[Task description] Go to the line containing "I would be grateful if you could mark the long" and return it and each line after it exactly, through the end of the data below, and nothing more.

(Saved entries)
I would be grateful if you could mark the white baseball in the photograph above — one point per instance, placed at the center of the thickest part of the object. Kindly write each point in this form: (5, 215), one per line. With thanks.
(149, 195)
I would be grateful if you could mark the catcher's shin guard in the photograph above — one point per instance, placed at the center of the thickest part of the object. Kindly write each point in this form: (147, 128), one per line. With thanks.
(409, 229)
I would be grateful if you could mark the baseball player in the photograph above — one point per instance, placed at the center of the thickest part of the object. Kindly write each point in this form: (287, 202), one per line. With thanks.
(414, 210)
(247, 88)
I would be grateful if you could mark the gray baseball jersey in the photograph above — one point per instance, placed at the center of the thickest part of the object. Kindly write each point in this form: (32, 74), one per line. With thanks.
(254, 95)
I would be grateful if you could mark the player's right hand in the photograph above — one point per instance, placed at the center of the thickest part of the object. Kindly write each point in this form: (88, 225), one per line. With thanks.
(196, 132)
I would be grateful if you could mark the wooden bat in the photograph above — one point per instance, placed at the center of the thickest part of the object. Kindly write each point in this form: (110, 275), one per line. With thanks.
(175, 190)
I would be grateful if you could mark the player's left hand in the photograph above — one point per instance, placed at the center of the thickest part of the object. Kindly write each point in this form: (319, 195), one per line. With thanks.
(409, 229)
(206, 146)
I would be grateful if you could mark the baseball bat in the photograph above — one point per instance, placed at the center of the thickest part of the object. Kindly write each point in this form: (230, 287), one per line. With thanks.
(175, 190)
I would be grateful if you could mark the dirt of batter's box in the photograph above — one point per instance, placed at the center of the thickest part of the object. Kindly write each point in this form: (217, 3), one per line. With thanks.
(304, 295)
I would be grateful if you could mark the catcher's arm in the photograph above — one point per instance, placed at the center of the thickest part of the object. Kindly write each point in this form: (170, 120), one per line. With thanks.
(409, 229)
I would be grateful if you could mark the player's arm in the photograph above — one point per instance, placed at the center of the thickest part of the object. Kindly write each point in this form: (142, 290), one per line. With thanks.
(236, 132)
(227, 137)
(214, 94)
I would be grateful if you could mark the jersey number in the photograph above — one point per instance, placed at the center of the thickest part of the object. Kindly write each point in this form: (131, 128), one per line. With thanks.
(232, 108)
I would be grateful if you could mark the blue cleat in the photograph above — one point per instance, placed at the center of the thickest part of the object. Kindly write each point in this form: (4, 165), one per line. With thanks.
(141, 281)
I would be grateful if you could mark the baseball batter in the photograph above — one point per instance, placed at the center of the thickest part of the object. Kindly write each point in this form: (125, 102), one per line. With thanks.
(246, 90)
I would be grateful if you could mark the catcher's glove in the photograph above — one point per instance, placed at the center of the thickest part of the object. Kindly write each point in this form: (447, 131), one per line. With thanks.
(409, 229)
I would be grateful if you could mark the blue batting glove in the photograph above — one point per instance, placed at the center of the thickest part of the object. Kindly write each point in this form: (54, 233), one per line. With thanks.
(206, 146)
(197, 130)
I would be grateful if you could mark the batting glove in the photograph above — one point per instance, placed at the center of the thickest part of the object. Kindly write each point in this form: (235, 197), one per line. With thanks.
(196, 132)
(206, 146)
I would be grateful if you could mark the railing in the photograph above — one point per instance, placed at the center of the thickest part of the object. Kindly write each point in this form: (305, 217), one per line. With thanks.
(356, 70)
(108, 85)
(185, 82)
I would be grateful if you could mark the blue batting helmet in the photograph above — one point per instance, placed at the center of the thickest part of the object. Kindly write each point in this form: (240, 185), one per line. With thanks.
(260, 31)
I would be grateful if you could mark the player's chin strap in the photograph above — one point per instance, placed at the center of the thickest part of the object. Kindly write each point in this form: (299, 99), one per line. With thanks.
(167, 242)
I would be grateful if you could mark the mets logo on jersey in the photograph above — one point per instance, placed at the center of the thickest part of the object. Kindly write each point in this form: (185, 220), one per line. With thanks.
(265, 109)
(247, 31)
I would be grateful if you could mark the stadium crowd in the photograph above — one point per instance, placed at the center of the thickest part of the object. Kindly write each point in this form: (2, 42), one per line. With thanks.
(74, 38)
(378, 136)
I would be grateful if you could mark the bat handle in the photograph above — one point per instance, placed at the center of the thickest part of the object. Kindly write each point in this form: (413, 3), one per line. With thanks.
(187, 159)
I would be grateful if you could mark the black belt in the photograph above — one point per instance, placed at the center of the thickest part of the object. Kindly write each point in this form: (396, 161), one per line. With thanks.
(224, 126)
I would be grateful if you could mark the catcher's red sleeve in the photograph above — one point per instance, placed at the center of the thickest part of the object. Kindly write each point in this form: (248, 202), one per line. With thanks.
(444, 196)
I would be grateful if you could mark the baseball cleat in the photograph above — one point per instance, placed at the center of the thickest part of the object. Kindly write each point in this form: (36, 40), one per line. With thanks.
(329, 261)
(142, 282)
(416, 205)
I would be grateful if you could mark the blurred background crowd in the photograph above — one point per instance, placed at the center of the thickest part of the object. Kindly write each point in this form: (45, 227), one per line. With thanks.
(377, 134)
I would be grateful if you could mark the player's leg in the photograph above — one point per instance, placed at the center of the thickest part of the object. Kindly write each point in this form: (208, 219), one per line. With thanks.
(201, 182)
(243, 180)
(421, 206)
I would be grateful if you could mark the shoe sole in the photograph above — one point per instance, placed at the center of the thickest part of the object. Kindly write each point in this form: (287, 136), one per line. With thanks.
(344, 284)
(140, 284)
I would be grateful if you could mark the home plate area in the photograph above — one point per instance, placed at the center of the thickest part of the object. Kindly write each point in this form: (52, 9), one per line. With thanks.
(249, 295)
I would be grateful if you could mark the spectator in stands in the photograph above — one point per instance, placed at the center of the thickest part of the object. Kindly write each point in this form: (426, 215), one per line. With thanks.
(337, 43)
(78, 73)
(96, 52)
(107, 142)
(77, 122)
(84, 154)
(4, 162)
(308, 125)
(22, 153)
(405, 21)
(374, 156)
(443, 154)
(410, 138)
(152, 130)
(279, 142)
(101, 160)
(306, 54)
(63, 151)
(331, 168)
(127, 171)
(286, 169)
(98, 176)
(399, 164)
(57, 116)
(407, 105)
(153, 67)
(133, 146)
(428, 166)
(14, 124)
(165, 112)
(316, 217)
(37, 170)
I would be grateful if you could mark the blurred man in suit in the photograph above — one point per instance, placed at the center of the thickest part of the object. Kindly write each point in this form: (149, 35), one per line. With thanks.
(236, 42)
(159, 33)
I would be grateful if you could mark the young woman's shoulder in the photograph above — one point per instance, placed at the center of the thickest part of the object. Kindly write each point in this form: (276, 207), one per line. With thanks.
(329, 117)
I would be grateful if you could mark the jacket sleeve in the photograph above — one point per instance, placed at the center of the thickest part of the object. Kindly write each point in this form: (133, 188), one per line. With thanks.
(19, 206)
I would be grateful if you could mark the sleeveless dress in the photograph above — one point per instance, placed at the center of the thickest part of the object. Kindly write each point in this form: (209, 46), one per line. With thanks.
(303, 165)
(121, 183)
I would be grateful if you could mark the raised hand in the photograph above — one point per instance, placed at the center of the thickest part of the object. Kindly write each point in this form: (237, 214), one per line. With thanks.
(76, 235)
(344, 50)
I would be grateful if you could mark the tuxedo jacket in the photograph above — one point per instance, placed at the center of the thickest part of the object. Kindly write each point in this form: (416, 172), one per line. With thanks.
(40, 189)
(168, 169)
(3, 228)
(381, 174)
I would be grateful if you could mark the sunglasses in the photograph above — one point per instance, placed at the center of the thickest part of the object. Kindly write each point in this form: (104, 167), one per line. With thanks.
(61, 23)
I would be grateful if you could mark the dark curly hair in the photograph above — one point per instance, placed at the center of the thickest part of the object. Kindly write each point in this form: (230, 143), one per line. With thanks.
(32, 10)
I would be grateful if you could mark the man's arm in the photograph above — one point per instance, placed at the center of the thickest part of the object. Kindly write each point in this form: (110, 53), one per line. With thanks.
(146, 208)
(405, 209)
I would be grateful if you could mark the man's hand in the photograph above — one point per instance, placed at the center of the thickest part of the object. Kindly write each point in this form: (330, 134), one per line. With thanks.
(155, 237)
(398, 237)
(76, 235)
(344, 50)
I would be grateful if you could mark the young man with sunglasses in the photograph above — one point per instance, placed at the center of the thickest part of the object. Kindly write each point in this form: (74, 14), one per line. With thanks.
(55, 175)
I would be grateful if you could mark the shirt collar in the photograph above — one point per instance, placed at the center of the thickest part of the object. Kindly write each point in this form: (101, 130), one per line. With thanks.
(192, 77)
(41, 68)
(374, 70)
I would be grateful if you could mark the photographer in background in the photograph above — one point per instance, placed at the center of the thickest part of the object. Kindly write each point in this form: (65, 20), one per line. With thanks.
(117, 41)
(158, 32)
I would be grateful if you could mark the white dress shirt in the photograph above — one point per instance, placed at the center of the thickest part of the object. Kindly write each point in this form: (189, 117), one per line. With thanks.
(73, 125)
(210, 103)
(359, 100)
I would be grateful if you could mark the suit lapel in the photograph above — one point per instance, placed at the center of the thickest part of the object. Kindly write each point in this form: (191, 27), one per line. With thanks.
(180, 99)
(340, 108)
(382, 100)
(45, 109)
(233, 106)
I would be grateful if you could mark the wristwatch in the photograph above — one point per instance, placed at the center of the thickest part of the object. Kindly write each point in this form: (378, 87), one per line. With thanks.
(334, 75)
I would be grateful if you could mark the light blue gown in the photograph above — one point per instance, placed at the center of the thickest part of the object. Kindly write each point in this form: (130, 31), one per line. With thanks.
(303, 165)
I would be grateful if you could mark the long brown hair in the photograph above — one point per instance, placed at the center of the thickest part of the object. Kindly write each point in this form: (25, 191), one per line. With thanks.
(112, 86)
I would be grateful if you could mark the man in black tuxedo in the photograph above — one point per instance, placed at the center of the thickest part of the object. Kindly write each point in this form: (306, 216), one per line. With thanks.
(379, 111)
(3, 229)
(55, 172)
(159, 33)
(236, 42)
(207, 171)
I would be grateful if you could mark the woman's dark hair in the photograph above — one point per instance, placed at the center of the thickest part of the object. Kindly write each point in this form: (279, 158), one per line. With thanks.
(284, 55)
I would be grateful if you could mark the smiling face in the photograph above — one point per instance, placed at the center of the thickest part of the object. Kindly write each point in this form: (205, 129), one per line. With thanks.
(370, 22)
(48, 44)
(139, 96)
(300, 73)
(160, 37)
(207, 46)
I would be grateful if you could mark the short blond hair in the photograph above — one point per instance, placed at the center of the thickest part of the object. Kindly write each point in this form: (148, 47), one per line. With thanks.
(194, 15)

[Solution for this exercise]
I would be grateful if you could mark the long brown hair in the photograph above — one point per instance, placed at the center of the thickest part of the object. Kindly write each point in this form: (25, 191), one per line. With thanks.
(112, 86)
I would be grateful if you could mark the man in black tuxedo in the photograph above — one point per instance, placed at the center of the thickest part of the object. Kindly write each point in this form: (306, 216), one per line. With thanks.
(379, 111)
(3, 229)
(55, 172)
(159, 33)
(236, 42)
(207, 171)
I would be grateful if you could mark the woman's dark hair in the photograph above — one point per instance, placed at the center of the thickest part of the object. Kindly write each point in this form: (279, 158), one per line. With thanks.
(284, 55)
I would be grateful if you could mark the smiling face in the photograph above — one point per instance, placed at the center of the thickest part of the object. Kindly write each point in this form: (205, 129), one per line. With thanks.
(370, 22)
(48, 44)
(139, 96)
(300, 73)
(160, 37)
(207, 46)
I would be grateful if you could mark the short blond hair in the photograph above — one point per instance, placed at the center of the thickest part of the object. Kindly write each point in this form: (148, 47), one per line. With thanks.
(194, 15)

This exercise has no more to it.